### Stored data

◇ ◇ ◇ ◇ ◇

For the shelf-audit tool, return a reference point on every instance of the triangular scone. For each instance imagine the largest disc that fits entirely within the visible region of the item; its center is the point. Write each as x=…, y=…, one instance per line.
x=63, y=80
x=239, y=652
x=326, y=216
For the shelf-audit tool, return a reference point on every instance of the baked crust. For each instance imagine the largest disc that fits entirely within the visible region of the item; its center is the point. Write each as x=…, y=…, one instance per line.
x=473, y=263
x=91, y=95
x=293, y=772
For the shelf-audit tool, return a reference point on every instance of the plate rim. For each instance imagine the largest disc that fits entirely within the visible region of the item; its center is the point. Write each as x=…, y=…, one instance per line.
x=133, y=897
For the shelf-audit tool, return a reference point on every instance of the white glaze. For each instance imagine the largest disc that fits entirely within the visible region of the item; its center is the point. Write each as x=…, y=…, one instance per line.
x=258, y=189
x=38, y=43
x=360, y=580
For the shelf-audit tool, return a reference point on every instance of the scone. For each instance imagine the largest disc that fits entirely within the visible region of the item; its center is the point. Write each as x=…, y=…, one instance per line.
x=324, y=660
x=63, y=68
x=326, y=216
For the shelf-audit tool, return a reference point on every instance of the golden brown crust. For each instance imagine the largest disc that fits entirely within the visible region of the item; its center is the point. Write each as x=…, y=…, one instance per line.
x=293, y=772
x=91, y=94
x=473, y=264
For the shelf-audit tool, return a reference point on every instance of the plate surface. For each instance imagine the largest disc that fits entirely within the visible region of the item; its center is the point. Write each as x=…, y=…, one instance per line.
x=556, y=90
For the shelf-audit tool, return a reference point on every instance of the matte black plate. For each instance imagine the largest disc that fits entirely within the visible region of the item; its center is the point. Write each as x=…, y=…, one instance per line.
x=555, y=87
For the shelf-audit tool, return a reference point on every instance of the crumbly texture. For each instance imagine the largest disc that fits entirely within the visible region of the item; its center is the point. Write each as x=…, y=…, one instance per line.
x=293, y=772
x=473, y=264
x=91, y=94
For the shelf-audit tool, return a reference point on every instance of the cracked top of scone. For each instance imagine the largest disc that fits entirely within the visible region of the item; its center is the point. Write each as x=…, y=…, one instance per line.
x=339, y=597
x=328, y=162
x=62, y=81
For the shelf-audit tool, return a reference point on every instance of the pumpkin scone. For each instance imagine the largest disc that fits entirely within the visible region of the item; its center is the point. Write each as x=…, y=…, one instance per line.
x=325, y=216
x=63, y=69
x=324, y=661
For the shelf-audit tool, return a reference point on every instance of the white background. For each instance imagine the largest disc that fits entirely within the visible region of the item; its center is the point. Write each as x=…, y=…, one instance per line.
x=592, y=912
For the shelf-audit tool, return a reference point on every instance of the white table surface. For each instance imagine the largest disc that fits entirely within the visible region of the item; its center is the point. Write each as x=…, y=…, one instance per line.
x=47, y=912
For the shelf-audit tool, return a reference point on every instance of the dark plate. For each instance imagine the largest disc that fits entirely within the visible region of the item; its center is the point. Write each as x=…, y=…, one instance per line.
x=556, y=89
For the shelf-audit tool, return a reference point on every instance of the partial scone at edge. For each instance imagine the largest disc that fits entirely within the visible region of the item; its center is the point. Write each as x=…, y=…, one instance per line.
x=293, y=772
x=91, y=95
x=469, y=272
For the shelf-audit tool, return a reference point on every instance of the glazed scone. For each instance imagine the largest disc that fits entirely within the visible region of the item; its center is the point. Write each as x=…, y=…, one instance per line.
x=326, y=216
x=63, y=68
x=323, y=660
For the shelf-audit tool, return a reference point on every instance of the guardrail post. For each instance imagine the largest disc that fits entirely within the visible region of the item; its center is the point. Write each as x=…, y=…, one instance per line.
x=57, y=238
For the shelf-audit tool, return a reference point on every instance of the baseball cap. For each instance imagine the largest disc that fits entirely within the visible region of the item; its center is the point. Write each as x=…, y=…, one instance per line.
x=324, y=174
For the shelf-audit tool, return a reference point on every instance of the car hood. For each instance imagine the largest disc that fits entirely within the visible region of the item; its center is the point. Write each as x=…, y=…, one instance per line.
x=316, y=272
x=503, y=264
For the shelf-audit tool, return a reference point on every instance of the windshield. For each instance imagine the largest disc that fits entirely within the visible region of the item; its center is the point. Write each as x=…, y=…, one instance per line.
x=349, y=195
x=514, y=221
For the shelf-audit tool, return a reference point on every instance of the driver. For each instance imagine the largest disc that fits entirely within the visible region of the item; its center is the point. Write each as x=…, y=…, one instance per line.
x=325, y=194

◇ ◇ ◇ ◇ ◇

### About this task
Retype every entry above, word for word.

### Expected answer
For the shelf-audit tool, return a reference point on every instance of the triangular scone. For each instance imagine the largest disc that fits entirely within the visible region of the item; its center is the point. Write each as x=…, y=…, one instance per line.
x=63, y=80
x=239, y=652
x=326, y=216
For the shelf-audit tool, return a reference point on every instance of the baked crust. For each instance imagine the largest disc that fits entirely within the visible region of the item; its center is the point. Write each as x=…, y=…, one instance per line.
x=473, y=263
x=91, y=95
x=293, y=772
For the shelf-audit tool, return a reference point on every instance of the plate rim. For each instance imagine the largest disc that fits entirely within the visible region of the item; its center is the point. Write each as x=…, y=…, one instance per line.
x=133, y=897
For the shelf-audit tool, return a reference point on every instance of the white glaze. For each instance imagine the largest disc that fits entirely within the visible region of the item; its center is the point. Write each as x=…, y=…, one instance per line.
x=258, y=189
x=38, y=43
x=360, y=580
For the shelf-audit tool, return a reference point on every instance of the scone. For each instance imagine the largest disc that fits entirely within the visible region of the item; its center is the point. Write each as x=…, y=…, one instance per line.
x=324, y=660
x=63, y=68
x=326, y=216
For the shelf-audit tool, return a reference point on every instance of the golden brown crust. For each instance imagine the largest disc that fits entirely within the visible region of the item; its center is the point. Write each as x=…, y=…, one instance per line.
x=293, y=772
x=91, y=94
x=473, y=264
For the shelf-audit tool, return a reference point on every instance of the plate surface. For each instance imagine the largest disc that fits entirely within the visible region of the item; its center is the point. Write each as x=…, y=…, one instance per line.
x=556, y=90
For the shelf-audit tool, return a reference point on every instance of the matte black plate. For each instance imagine the largest disc that fits entirely within the visible region of the item; its center is the point. Write each as x=…, y=…, one instance per line.
x=555, y=87
For the shelf-audit tool, return a reference point on every instance of the crumbly texture. For each instance imagine the largest disc that fits entirely within the visible region of the item; its center is the point. Write each as x=…, y=…, one instance per line.
x=293, y=772
x=473, y=264
x=91, y=94
For the shelf-audit tool, return a reference point on every instance of the cracked top of scone. For each instance imagine the largest disc that fits entirely within the visible region of the item; its center is the point. Write each as x=…, y=…, one instance per line.
x=339, y=597
x=328, y=162
x=62, y=81
For the shelf-audit tool, return a reference point on every instance of the pumpkin scone. For each instance imagine the largest disc that fits entirely within the visible region of the item; its center is the point. Write each as x=…, y=…, one instance per line.
x=325, y=216
x=63, y=69
x=324, y=661
For the shelf-audit tool, return a reference point on every instance of the white background. For each instance imagine the largest disc that fits entirely within the visible region of the item; its center is the point. Write each as x=…, y=…, one instance per line.
x=592, y=912
For the shelf-audit tool, return a reference point on every instance of the white table surface. For each instance imagine the largest disc that fits entirely within the visible region of the item; its center is the point. Write each as x=…, y=…, one instance per line.
x=47, y=912
For the shelf-audit tool, return a reference point on every instance of the dark plate. For each instance imagine the largest disc that fits entirely within the visible region of the item; its center is the point. Write each as x=…, y=…, one instance per line.
x=556, y=89
For the shelf-audit tool, return a reference point on every instance of the partial scone at edge. For each instance imagine the largest disc that fits entirely within the visible region of the item; its center is the point. Write each as x=…, y=…, one instance per line.
x=293, y=772
x=91, y=95
x=469, y=272
For the shelf-audit tool, return a reference point on every instance of the glazed scone. For each instance imagine the largest disc that fits entirely within the visible region of the item; its center is the point. Write each as x=…, y=…, one instance per line.
x=326, y=216
x=63, y=68
x=323, y=660
For the shelf-audit tool, return a reference point on every instance of the guardrail post. For each instance imagine the largest disc that fits entirely within the visible region of the item; its center is the point. Write each as x=…, y=…, one instance per line.
x=57, y=238
For the shelf-audit tool, return a reference point on every instance of the baseball cap. For each instance imagine the largest disc that fits entirely within the visible region of the item; its center is the point. Write each as x=…, y=…, one instance per line.
x=324, y=174
For the shelf-audit tool, return a reference point on every instance of the car hood. For each instance imagine the largest disc that fits entirely within the visible region of the item; its center is the point. Write each as x=…, y=…, one instance per line.
x=316, y=272
x=503, y=264
For the shelf-audit tool, return a reference point on every instance of the windshield. For each instance imagine the largest disc that fits entirely within the visible region of the item; its center is the point. Write each as x=…, y=…, one instance per line.
x=349, y=195
x=514, y=221
For the shelf-audit tool, return a reference point on every instance of the driver. For each instance imagine the largest disc that fits entirely within the visible region of the item; its center is the point. Write each as x=…, y=…, one instance per line.
x=325, y=194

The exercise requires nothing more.